* START Given records *

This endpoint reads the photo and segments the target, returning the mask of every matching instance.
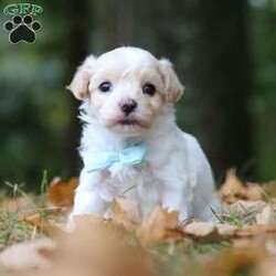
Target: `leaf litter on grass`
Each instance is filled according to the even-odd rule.
[[[276,275],[273,183],[244,183],[229,171],[219,191],[225,203],[215,213],[220,222],[193,219],[183,224],[177,212],[160,206],[141,217],[138,203],[121,197],[114,201],[110,219],[81,215],[75,231],[67,233],[66,214],[77,179],[55,179],[42,205],[15,203],[11,212],[0,203],[0,272],[7,276]]]

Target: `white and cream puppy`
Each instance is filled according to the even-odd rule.
[[[108,216],[119,195],[157,205],[180,220],[211,220],[219,201],[209,162],[197,139],[176,125],[173,104],[183,93],[168,60],[138,47],[88,56],[67,87],[83,100],[81,156],[74,215]]]

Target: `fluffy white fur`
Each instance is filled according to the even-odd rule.
[[[112,91],[102,93],[98,86],[106,81]],[[155,85],[153,96],[142,93],[145,83]],[[179,211],[181,221],[192,215],[212,219],[210,208],[216,209],[219,201],[211,168],[197,139],[176,125],[173,104],[183,87],[169,61],[136,47],[119,47],[98,59],[88,56],[68,89],[83,100],[83,158],[139,142],[148,148],[144,162],[134,167],[115,163],[96,172],[83,168],[71,219],[108,215],[110,203],[121,194],[137,201],[142,215],[161,205]],[[129,98],[138,106],[129,115],[134,124],[124,125],[126,116],[119,106]]]

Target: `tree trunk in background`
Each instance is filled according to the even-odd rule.
[[[70,84],[76,67],[84,61],[88,54],[89,33],[91,33],[91,9],[89,1],[66,1],[64,8],[67,11],[68,40],[65,42],[64,51],[67,53],[67,73],[66,84]],[[81,124],[77,118],[79,102],[73,95],[70,95],[71,118],[68,126],[67,160],[66,166],[70,176],[76,176],[81,169],[81,160],[77,148],[81,138]]]
[[[135,44],[176,63],[187,88],[178,105],[179,124],[198,137],[216,177],[231,167],[242,176],[252,173],[246,1],[109,0],[105,4],[113,14],[105,30],[113,38],[107,40],[112,47]],[[119,11],[124,20],[116,18]]]

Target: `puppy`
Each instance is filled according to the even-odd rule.
[[[197,139],[176,125],[173,104],[183,93],[168,60],[138,47],[88,56],[67,87],[84,123],[84,168],[71,214],[108,216],[119,195],[157,205],[179,219],[211,220],[219,201],[209,162]]]

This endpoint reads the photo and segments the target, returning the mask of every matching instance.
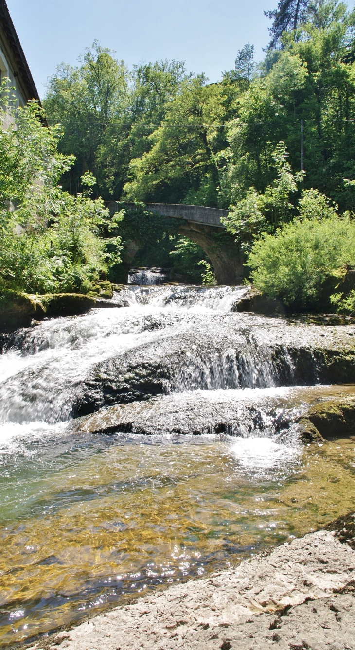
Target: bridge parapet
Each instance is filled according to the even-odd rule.
[[[127,202],[107,201],[105,205],[109,208],[111,215],[125,207],[127,210],[137,209],[135,203]],[[186,221],[192,221],[217,228],[224,228],[220,219],[221,217],[227,216],[228,214],[228,210],[222,210],[218,207],[206,207],[204,205],[152,203],[147,203],[144,205],[150,212],[157,213],[162,216],[185,219]]]

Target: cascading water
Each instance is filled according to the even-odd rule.
[[[352,393],[331,384],[355,380],[355,327],[239,313],[246,291],[130,286],[112,298],[129,306],[3,336],[4,643],[237,562],[352,502],[354,443],[301,447],[293,422]]]
[[[131,268],[128,274],[129,285],[163,284],[168,278],[163,268]]]

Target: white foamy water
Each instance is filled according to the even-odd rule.
[[[230,452],[242,470],[256,473],[259,476],[267,476],[267,471],[283,467],[295,463],[301,454],[300,448],[280,445],[268,437],[238,438],[230,447]]]
[[[270,390],[277,385],[263,326],[271,322],[277,327],[280,321],[231,313],[245,291],[243,287],[127,287],[115,298],[124,300],[129,307],[94,309],[83,316],[52,319],[18,330],[7,351],[0,356],[0,441],[29,436],[38,427],[44,435],[47,426],[70,420],[81,398],[83,383],[90,384],[92,378],[96,381],[96,373],[99,384],[101,372],[105,378],[103,363],[124,357],[129,363],[127,355],[132,353],[133,370],[140,360],[142,371],[144,363],[151,366],[156,363],[159,368],[177,337],[177,352],[170,362],[176,367],[168,369],[172,378],[166,392],[212,389],[211,395],[215,392],[219,401],[225,395],[228,404],[235,398],[235,391],[225,389],[239,389],[246,385],[251,387],[252,393],[249,395],[244,392],[243,398],[241,394],[241,399],[248,397],[252,401],[251,395],[254,395],[259,401],[257,387]],[[231,326],[234,328],[231,339]],[[257,339],[252,332],[254,326],[258,331]],[[250,333],[245,333],[246,330]],[[214,342],[218,336],[220,347],[216,348]],[[166,350],[163,356],[161,350]],[[292,363],[286,353],[283,358],[291,372]],[[125,370],[117,370],[121,372]],[[138,375],[136,372],[136,382],[140,372]],[[129,385],[131,370],[127,373],[122,381]],[[278,395],[284,401],[287,389],[272,389],[276,391],[274,396]],[[89,412],[103,399],[101,393],[96,396],[95,390]],[[133,391],[129,401],[137,398],[136,394]],[[116,400],[120,402],[120,398]],[[213,408],[213,398],[209,400],[207,409]],[[265,422],[270,417],[265,415]]]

* END Given records *

### Task objective
Copy all of the material above word for word, omitting the pictures.

### The solution
This endpoint reads the photo and segments the target, returning the mask of every matching instance.
Target: `leaf litter on grass`
Each instance is filled according to the even-odd rule.
[[[276,275],[273,183],[244,183],[229,171],[219,191],[225,203],[215,213],[220,222],[193,219],[183,224],[177,212],[160,206],[141,217],[138,203],[121,197],[114,201],[110,219],[81,215],[75,231],[67,233],[66,214],[77,179],[55,179],[42,205],[15,203],[11,212],[0,203],[0,272],[7,276]]]

Target: `white and cream puppy`
Each instance is filled according to the even-odd rule.
[[[108,216],[119,195],[157,205],[180,220],[211,220],[219,201],[209,162],[197,139],[176,125],[173,104],[183,93],[168,60],[138,47],[88,56],[67,87],[83,100],[81,156],[74,215]]]

Target: `fluffy white fur`
Each instance is filled according to the even-odd rule.
[[[112,91],[102,93],[98,86],[106,81]],[[155,85],[153,96],[142,93],[145,83]],[[179,211],[181,221],[192,215],[212,219],[210,208],[216,209],[219,201],[211,168],[197,139],[176,125],[173,104],[183,87],[169,61],[136,47],[119,47],[98,59],[88,56],[68,89],[83,100],[83,158],[139,142],[148,148],[144,162],[134,167],[115,163],[96,172],[83,168],[71,219],[108,215],[110,203],[121,194],[137,201],[142,215],[161,205]],[[129,98],[138,106],[129,115],[134,124],[124,125],[126,116],[119,106]]]

Target: `tree trunk in background`
Each instance is filled according to the even-odd rule.
[[[70,84],[76,67],[84,61],[88,54],[89,33],[91,33],[91,9],[89,1],[66,1],[64,8],[67,11],[68,40],[65,42],[64,51],[67,53],[67,73],[66,84]],[[81,124],[77,118],[79,102],[73,95],[70,95],[71,118],[68,126],[67,160],[66,166],[70,176],[76,176],[81,169],[81,160],[77,148],[81,138]]]
[[[135,44],[176,63],[187,88],[178,105],[179,124],[198,137],[216,177],[231,167],[242,176],[252,173],[246,1],[109,0],[105,4],[113,14],[105,30],[113,38],[107,40],[112,47]],[[119,11],[124,20],[116,18]]]

Target: `puppy`
Each instance is filled according to the even-odd rule.
[[[197,139],[176,125],[173,104],[183,93],[168,60],[138,47],[88,56],[67,87],[84,123],[84,168],[71,214],[108,216],[119,195],[157,205],[179,219],[211,220],[219,201],[209,162]]]

This endpoint reads the photo and segments the target, returning the mask of every matching instance.
Target: bridge parapet
Each instance is filled according to the even-odd rule.
[[[127,202],[107,201],[105,205],[109,208],[111,215],[125,207],[127,210],[137,209],[135,203]],[[186,221],[192,221],[217,228],[224,228],[220,219],[221,217],[227,216],[228,214],[228,210],[222,210],[218,207],[206,207],[204,205],[152,203],[147,203],[144,205],[150,212],[157,213],[162,216],[185,219]]]

Target: cascading water
Each instance is filled according to the even-odd rule.
[[[352,393],[331,384],[355,380],[355,327],[239,313],[246,291],[130,286],[112,298],[129,306],[3,336],[4,643],[237,562],[352,502],[354,443],[301,447],[293,422]]]
[[[131,268],[128,274],[129,285],[163,284],[168,278],[163,268]]]

Target: white foamy water
Each instance is filled according to the even-odd rule.
[[[230,452],[242,470],[256,473],[259,476],[267,476],[267,471],[283,467],[295,463],[301,454],[300,448],[280,445],[268,437],[238,438],[230,447]]]
[[[270,390],[277,385],[263,326],[271,322],[277,327],[280,321],[231,313],[245,291],[243,287],[127,287],[115,298],[124,300],[129,307],[94,309],[83,316],[52,319],[18,330],[7,351],[0,356],[0,441],[29,436],[38,427],[44,435],[47,426],[70,420],[81,398],[83,383],[90,384],[92,378],[96,381],[96,373],[99,384],[101,372],[105,378],[103,363],[124,357],[129,363],[127,355],[132,353],[133,370],[140,360],[142,371],[144,363],[151,366],[156,363],[159,368],[177,337],[177,352],[170,362],[176,367],[168,369],[172,378],[166,392],[212,389],[211,395],[215,392],[219,401],[225,395],[228,404],[235,398],[235,391],[225,389],[239,389],[246,385],[251,387],[252,393],[249,395],[244,392],[243,398],[241,394],[241,399],[248,397],[252,401],[251,395],[254,395],[259,401],[257,387]],[[231,326],[234,328],[231,339]],[[257,339],[252,332],[254,326],[258,331]],[[250,333],[245,333],[246,330]],[[214,342],[218,336],[220,347],[216,348]],[[166,350],[163,356],[161,350]],[[292,363],[286,353],[283,358],[291,372]],[[125,370],[117,370],[121,372]],[[138,375],[136,372],[136,382],[140,372]],[[129,385],[131,370],[127,373],[122,381]],[[278,395],[284,401],[287,389],[272,389],[276,391],[274,396]],[[89,412],[103,399],[101,393],[96,396],[95,390]],[[133,391],[129,401],[137,398],[136,394]],[[116,400],[120,402],[120,398]],[[213,408],[213,398],[209,400],[207,409]],[[265,422],[270,417],[265,415]]]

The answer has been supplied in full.